AIM OF THE EXERCISE:
Decide whether each statement below agrees with the passage on Tony Gwynn. Answer yes or no for each, and quote the words of the passage that settle it.
(a) Gwynn spent all 20 of his Major League seasons with the San Diego Padres.
(b) Gwynn won more batting titles than any other player in National League history.
(c) Gwynn entered the Baseball Hall of Fame in his first year of eligibility.

EXCERPTED PASSAGE:
BEGIN
TiBH

0
OLYMPUS DIGITAL CAMERA

Today in Black History:  May 9th

1960 – Tony Gwynn Was Born

Anthony Keith Gwynn Sr., nicknamed “Mr. Padre”, was an American professional baseball right fielder, who played 20 seasons in Major League Baseball (MLB) for the San Diego Padres. The left-handed hitting Gwynn won eight batting titles in his career, tied for the most in National League (NL) history. He was a 15-time All-Star, recognized for his skills both on offense and defense with seven Silver Slugger Awards and five Gold Glove Awards. Gwynn had the fourth-highest career average of any player with 3,000 hits, and the highest of anyone who was born after 1900. Gwynn played in the only two World Series appearances in San Diego’s franchise history. He was inducted into the Baseball Hall of Fame in 2007, his first year of eligibility.
END
(Excerpts from a dataset)
BEGIN
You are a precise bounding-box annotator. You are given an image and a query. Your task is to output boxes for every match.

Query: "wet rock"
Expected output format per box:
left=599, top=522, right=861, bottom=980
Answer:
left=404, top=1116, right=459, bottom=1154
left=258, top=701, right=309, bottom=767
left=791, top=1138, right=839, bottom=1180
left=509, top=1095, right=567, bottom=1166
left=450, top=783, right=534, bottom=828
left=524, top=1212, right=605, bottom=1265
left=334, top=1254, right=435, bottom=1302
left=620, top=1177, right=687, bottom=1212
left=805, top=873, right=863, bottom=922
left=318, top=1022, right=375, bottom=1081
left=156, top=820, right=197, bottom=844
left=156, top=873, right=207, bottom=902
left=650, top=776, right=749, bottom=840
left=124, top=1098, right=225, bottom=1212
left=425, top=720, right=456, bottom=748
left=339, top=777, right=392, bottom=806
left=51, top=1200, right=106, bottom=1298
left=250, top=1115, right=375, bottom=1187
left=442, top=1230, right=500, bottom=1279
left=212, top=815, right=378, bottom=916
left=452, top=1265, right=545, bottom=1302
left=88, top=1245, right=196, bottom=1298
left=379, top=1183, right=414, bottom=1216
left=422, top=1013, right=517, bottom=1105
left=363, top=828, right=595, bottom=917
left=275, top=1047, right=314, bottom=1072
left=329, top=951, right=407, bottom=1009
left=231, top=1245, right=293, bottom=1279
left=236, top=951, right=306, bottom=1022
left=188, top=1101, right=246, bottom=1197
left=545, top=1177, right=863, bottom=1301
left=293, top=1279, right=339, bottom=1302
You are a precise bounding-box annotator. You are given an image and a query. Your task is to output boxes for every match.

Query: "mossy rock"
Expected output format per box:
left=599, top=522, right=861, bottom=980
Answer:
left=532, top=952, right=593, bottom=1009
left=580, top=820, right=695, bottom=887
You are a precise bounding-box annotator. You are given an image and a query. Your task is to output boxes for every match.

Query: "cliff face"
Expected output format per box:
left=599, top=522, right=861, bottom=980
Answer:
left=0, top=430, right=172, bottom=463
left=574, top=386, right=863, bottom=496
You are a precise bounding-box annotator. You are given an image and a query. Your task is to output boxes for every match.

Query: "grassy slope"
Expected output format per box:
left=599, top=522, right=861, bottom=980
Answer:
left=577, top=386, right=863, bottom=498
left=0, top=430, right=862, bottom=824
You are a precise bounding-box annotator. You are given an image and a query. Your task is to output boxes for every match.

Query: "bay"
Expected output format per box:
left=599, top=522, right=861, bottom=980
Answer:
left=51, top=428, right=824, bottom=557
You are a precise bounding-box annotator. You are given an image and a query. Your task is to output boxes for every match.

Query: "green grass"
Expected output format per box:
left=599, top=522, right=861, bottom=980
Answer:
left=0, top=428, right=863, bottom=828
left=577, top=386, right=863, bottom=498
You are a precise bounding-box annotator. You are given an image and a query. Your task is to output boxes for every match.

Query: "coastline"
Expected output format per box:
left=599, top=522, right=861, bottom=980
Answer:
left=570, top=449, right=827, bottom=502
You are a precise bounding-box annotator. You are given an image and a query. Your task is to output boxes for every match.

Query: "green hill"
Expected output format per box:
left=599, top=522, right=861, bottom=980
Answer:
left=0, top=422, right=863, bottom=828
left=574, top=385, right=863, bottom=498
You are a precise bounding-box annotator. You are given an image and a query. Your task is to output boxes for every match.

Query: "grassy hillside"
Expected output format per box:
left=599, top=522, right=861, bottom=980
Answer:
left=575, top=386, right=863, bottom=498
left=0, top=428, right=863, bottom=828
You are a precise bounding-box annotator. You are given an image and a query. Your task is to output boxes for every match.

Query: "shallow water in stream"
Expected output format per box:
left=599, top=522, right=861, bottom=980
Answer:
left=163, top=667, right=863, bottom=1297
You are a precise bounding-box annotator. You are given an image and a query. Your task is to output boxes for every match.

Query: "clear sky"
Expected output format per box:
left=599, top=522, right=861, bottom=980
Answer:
END
EXERCISE RESULT:
(a) Yes: "played 20 seasons in Major League Baseball (MLB) for the San Diego Padres"
(b) No: "won eight batting titles in his career, tied for the most in National League (NL) history"
(c) Yes: "He was inducted into the Baseball Hall of Fame in 2007, his first year of eligibility."